DATA ROWS.
● ● ● ● ●

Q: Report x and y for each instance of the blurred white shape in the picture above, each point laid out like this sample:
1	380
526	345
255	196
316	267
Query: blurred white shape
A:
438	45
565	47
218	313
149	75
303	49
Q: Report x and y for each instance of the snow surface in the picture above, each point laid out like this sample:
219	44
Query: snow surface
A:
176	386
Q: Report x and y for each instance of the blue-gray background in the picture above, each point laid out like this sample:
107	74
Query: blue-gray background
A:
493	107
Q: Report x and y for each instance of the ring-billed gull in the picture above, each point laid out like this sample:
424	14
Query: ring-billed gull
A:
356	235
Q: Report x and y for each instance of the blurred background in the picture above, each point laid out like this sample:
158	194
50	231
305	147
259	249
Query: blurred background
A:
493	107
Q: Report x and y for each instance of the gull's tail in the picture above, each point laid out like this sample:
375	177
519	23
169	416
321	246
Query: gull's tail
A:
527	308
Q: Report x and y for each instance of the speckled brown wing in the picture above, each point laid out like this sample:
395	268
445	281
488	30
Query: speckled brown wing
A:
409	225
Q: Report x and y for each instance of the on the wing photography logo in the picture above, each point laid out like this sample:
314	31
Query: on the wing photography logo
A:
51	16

● ● ● ● ●

GIVEN PROBLEM.
Rewrite every one of the records above, changing each "blurred" to "out-of-focus" and leaving everything else unchanged.

CORRECT RESPONSE.
Q: Report x and y for each instance of the out-of-focus white shape in the picture above, each point laid out like this sample:
1	380
526	345
255	196
316	267
Query: out-of-focus white shape
A:
438	45
565	47
218	313
149	75
303	49
Q: Report x and y for each instance of the snow surface in the picture above, each point laid out like this sample:
219	44
Query: snow surface
A:
176	386
Q: Report x and y for each instance of the blue-gray background in the picture above, each point laid out like this sample:
107	74
Query: blue-gray background
A:
493	107
Q: Report x and y for each instance of the ring-billed gull in the picture above, each point laid out like this sample:
424	14
Query: ring-billed gull
A:
356	235
Q: Report x and y for each instance of the out-of-focus background in the picture above, each point laid out like this sample:
158	194
50	231
305	147
259	249
Query: out-of-focus background
A:
493	107
Q: Report x and y for each instance of the gull's tail in the picture above, each point laid out like this sample:
375	177
519	23
169	416
321	246
Query: gull's tail
A:
527	308
Q: Report x and y for each instance of the speckled brown wing in the picture above, each point laid out like this sample:
395	268
445	281
488	30
Query: speckled brown wing
A:
409	225
Q: Report x and y for each instance of the on the wing photography logo in the picture above, each point laid out like this sample:
314	31
Query: on the wing photography logo
A:
51	16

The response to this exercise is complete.